**Task prompt:** Make the copy match the entries below exactly, with no pictures carried over.

**Input records:**
Start of Block

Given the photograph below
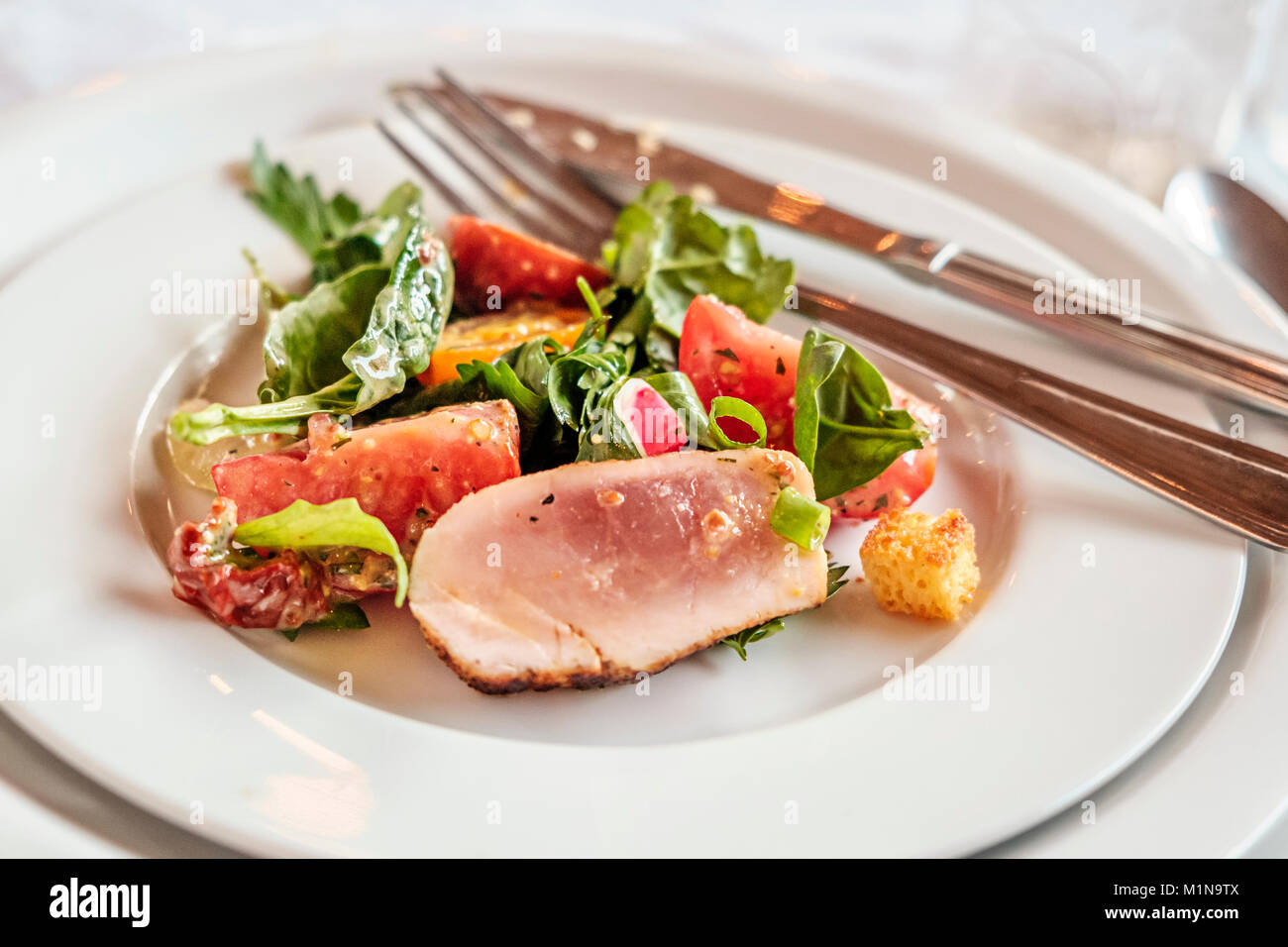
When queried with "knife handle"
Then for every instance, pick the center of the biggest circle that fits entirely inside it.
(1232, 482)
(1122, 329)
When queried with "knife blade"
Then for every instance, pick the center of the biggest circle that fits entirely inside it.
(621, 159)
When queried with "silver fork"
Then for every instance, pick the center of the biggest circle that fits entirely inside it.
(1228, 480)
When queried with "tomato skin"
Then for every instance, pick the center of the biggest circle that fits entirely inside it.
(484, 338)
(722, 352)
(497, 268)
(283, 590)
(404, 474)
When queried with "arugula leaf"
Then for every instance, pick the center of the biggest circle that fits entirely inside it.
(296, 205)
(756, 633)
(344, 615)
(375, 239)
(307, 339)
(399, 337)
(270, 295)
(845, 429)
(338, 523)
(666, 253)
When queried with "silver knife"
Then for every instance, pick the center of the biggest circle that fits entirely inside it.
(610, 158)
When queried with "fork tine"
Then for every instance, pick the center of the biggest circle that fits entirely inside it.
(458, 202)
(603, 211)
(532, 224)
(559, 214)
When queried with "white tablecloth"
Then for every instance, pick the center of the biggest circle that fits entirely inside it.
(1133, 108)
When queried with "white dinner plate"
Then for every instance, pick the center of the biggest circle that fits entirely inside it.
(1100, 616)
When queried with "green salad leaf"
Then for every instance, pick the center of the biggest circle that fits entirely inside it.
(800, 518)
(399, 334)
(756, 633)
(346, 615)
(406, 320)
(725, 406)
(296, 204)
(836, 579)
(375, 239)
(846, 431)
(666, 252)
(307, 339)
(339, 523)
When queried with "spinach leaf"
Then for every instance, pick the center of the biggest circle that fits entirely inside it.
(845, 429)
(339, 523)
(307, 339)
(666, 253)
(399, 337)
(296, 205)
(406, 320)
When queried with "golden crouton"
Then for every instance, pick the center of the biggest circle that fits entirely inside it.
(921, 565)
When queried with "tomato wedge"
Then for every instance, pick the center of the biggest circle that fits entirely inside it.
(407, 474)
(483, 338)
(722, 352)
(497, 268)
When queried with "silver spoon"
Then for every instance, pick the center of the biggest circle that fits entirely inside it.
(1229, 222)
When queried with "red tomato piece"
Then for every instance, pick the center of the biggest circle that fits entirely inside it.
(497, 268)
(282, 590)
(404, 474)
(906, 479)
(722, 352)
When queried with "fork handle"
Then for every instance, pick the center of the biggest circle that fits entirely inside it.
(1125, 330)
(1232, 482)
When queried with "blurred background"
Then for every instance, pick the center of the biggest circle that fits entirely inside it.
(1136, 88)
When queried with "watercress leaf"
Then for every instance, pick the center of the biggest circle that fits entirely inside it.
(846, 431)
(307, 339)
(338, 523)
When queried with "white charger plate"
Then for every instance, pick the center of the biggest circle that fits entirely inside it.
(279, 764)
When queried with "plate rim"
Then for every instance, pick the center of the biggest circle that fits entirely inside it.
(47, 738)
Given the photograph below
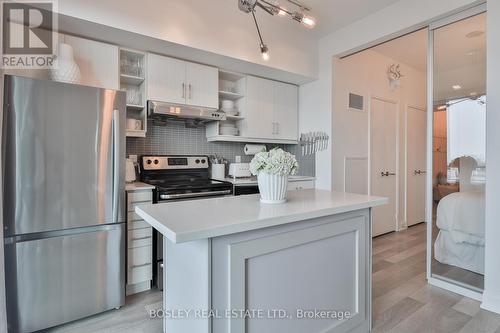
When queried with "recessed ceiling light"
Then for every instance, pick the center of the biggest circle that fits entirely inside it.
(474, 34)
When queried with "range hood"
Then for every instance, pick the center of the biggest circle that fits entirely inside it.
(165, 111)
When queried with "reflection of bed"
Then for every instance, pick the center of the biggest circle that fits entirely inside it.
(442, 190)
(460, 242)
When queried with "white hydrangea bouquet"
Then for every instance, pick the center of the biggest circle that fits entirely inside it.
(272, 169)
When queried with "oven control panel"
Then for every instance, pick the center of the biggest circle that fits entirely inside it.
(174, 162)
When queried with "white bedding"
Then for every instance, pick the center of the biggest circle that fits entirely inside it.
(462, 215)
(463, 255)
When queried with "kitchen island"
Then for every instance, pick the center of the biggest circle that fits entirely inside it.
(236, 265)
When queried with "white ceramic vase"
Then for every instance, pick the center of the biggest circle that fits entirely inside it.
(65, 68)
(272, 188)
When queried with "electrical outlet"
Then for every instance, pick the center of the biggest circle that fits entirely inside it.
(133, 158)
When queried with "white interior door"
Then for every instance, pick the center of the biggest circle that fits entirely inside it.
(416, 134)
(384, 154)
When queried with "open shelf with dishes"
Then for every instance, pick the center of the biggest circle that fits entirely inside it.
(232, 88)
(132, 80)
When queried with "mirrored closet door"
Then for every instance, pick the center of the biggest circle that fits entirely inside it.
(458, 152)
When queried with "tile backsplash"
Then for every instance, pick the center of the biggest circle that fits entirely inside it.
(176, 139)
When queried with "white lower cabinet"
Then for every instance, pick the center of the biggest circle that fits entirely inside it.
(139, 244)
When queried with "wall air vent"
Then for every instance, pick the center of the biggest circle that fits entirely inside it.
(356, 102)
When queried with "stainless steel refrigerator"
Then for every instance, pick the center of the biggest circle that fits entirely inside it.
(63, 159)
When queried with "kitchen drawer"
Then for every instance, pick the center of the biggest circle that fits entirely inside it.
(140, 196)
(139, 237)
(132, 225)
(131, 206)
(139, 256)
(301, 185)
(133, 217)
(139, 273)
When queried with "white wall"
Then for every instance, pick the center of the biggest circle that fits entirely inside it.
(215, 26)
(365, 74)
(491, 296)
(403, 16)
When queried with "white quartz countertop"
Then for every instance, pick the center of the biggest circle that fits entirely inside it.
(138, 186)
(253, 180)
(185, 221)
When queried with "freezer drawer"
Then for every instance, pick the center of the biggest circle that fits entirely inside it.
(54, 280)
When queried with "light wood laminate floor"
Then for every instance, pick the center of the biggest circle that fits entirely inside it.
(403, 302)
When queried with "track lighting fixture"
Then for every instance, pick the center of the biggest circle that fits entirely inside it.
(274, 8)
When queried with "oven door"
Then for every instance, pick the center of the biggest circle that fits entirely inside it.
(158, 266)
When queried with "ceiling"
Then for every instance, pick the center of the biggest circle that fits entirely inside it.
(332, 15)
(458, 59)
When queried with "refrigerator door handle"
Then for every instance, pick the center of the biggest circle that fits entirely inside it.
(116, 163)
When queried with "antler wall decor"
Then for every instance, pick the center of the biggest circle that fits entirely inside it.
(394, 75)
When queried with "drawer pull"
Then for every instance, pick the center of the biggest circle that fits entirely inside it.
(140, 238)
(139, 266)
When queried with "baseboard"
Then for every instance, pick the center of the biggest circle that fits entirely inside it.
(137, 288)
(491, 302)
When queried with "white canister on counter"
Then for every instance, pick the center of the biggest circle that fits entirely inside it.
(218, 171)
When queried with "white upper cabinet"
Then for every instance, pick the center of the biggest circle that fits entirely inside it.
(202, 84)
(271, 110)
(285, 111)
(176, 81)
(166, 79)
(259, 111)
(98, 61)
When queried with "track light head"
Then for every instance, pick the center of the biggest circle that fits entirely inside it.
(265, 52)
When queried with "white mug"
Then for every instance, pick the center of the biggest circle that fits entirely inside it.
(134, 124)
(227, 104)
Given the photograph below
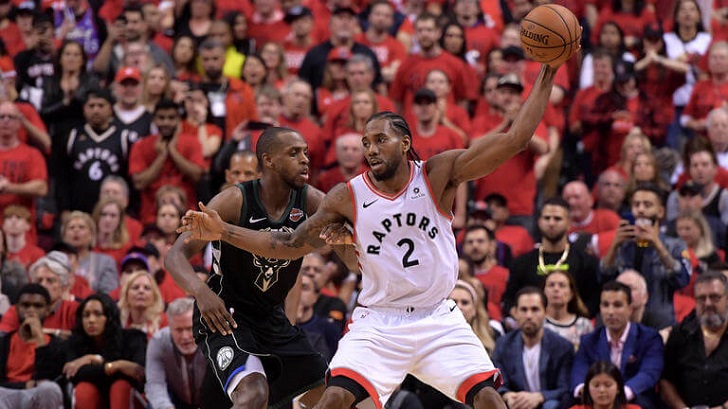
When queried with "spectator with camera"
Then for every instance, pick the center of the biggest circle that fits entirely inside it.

End of Block

**Answer box:**
Given the photograph below
When queried with "knife handle"
Then for every instance, pick the center of the biggest circle that fits entirely inside it.
(1232, 482)
(1122, 329)
When queried with "knife blade"
Then for every instance, pick the center of the biggest circle that fits entirely inside it.
(621, 159)
When queried with "silver fork"
Then for every instance, pick the center of the biggest circle that fits entirely inside it.
(1228, 480)
When queried with "tomato skin"
Then for every instance, pick the center of the biggest circle that fits entirely inside it.
(484, 338)
(722, 352)
(497, 268)
(283, 590)
(404, 474)
When queried with "arugula leaf"
Then for every instance, pick the center of the biggest circle that fits entirely inside it.
(296, 205)
(756, 633)
(344, 615)
(375, 239)
(307, 339)
(399, 337)
(270, 295)
(845, 429)
(338, 523)
(666, 253)
When queried with "silver knife"
Then for every instance, pick the center of the biggest circle that fits entirely inside it.
(610, 158)
When queried with "fork tine"
Then for every instance, pick the center of the biggest circle that fits entirely inside it.
(458, 202)
(603, 211)
(532, 224)
(559, 214)
When queried with "white tablecloth"
Then for every instance, pick the center of the biggest circle that fits entirely inside it.
(1133, 108)
When queried with "white dinner plate"
Then for every instance, pick the center of the biggest circle that fits entirely inside it.
(1100, 616)
When queried with "green salad leaf"
Then for every instance, pick the center of the biggest circle that fits entirely inside it.
(800, 518)
(399, 334)
(756, 633)
(346, 615)
(406, 320)
(725, 406)
(296, 204)
(836, 579)
(375, 239)
(846, 431)
(666, 252)
(307, 339)
(339, 523)
When queried with "spinach leaf"
Then for every instance, pick the center of the biggest circle that fits entirely inside it.
(845, 429)
(339, 523)
(307, 339)
(666, 253)
(399, 337)
(296, 205)
(406, 320)
When queried with "golden crouton"
Then for every instance, pick the center of the biggest circle that fits entirely inside it.
(921, 565)
When queried with "tomato wedge"
Then for every instance, pick the center of the biggest circle that fits entirely inside it.
(407, 474)
(483, 338)
(722, 352)
(497, 268)
When queried with "silver spoon"
Then for every instance, pick the center of the biggest circle that fits entirely inside it.
(1229, 222)
When queried with "red tomato piece"
Then for every instance, pick the center of the biggest circle that fits entirely inside it.
(497, 268)
(282, 590)
(404, 474)
(906, 479)
(722, 352)
When queried with "fork handle"
Then for every instance, pick the center of the biggest circle that fits entirely inside it.
(1125, 330)
(1232, 482)
When queried with "blurred background"
Then for every instance, pick the center of the biggest circle that fits entirely inside it.
(1136, 88)
When queried with "watercress leaf"
Then for every instance, pick the center of the biggest circle that fits entirely inside it.
(846, 431)
(307, 339)
(338, 523)
When queried with "white charger plate"
Then for every instance, pick the center of the biggest circle that fits entirely inside it.
(279, 764)
When queried with "plate rim"
Then for every instance, pick the center of the biggest circle that fits entirely inside it.
(47, 738)
Given the photograph below
When queried with "recessed ceiling light"
Then for every instance, pick the center of the biggest circle that fits entirely inside it.
(474, 34)
When queried with "range hood"
Then for every instance, pick the center of the biggest circle that fits entirely inside it.
(165, 111)
When queried with "reflection of bed"
Then for every instance, pick the center of the biggest circle that fits entirely inside it.
(442, 190)
(460, 242)
When queried with "white hydrangea bouquet"
Then for every instance, pick the center of the biggest circle that fits entirely inside it.
(272, 169)
When queried with "oven control panel"
Then for every instance, pick the center of the biggest circle that fits entirely inside it.
(174, 162)
When queried with "white bedding"
Then for every instance, pick the center of the biggest circle that fits entirely inside it.
(462, 215)
(463, 255)
When queried with "kitchen island"
Then for every instance, pick the center of the biggest circle that fits entirely inside it.
(236, 265)
When queried with "white ceramic vase"
Then for every instance, pick the center of the biggest circle that fits entirely inside it.
(65, 68)
(272, 188)
When queried with "electrical outlet"
Then for every instance, pick the center of the biggest circle that fits entirely inside it.
(133, 158)
When queried with "white interior door"
Then for every instance, pick the center of the biggest circle that fits entirely inside it.
(416, 134)
(384, 154)
When queried with "open shelf with dishes"
Then for every instance, pick the center of the biggest circle that fits entirely inside it.
(232, 88)
(132, 80)
When queried with "mirrored closet door"
Then for every instance, pick the center of the biggest circle that fits entirely inside it.
(458, 152)
When queried with "tile backsplash"
Then for every instance, pick the center of the biggest circle that fits entirely inside it.
(176, 139)
When queried with "white lower cabinet"
Then for every instance, pick the center of the biggest circle that fits entirely inside it.
(139, 244)
When queried with "wall air vent"
Then for every instance, pick the center of the biggest circle that fits entirely inside it.
(356, 102)
When queried with "stainless steel refrigerator"
Then for every instance, pick the center of the biggest circle that fits entirely inside it.
(63, 159)
When queried with "kitchen drawer"
Then for every instance, pick the center of the biggest circle that fits entirely inside it.
(140, 196)
(139, 237)
(132, 225)
(131, 206)
(139, 256)
(301, 185)
(133, 217)
(139, 273)
When queried with "white wall"
Then for every instance, pick the center of the biggest circle that fits entirely inside it.
(215, 26)
(365, 74)
(491, 296)
(403, 16)
When queried with "white quartz countertop"
Then for every instance, pick the center of the biggest circle that fits entirely inside it.
(138, 186)
(253, 180)
(185, 221)
When queried with "freezer drawer"
Then for every instance, pick the center of the biggest circle that fits entirely inside it.
(54, 280)
When queried with "light wood laminate floor"
Then for every instance, pick the center of the biggest circle that fits entirely inside it.
(403, 302)
When queried with "track lighting fixture"
Then for every instance, pick the center of the biggest circle that fits entirely inside it.
(274, 8)
When queried with "oven door"
Then for every instance, pick the center of the biggest circle that fits entirely inside it.
(158, 266)
When queried with "ceiling"
Then for every instance, pick the center of the biggest circle that fits entirely inside it.
(332, 15)
(458, 59)
When queried with "refrigerator door handle"
Then for every instance, pick the center of the biggest circle that fits entirely inside it.
(116, 163)
When queried with "antler wall decor"
Then for every instance, pick the center of the biggest circle that fits entirely inside it.
(394, 75)
When queried with "drawer pull"
Then for every instance, pick the center of the biggest circle that fits entirely inside it.
(140, 238)
(139, 266)
When queried with "baseboard"
Then for every instance, pick the center of the biggest circle that fits entirely inside it.
(137, 288)
(491, 302)
When queried with "white canister on counter"
Then for every instance, pick the center of the biggest circle that fits entirely inside it.
(218, 171)
When queried with "white upper cabinet"
Then for every instance, pick the center of the biggest circle that fits entirely inside it.
(202, 84)
(271, 110)
(285, 111)
(176, 81)
(166, 79)
(259, 111)
(98, 61)
When queried with "track light head"
Then for every instance, pick the center of the biggest circle that fits entirely inside it.
(265, 52)
When queried with "white mug"
Then for every instance, pick the center of the biggest circle that fits entirely inside it.
(134, 124)
(227, 104)
Given the photograph below
When queried with "spectator with camera"
Then for every instance, pick the center of the biggest circle that fits entirely inside it.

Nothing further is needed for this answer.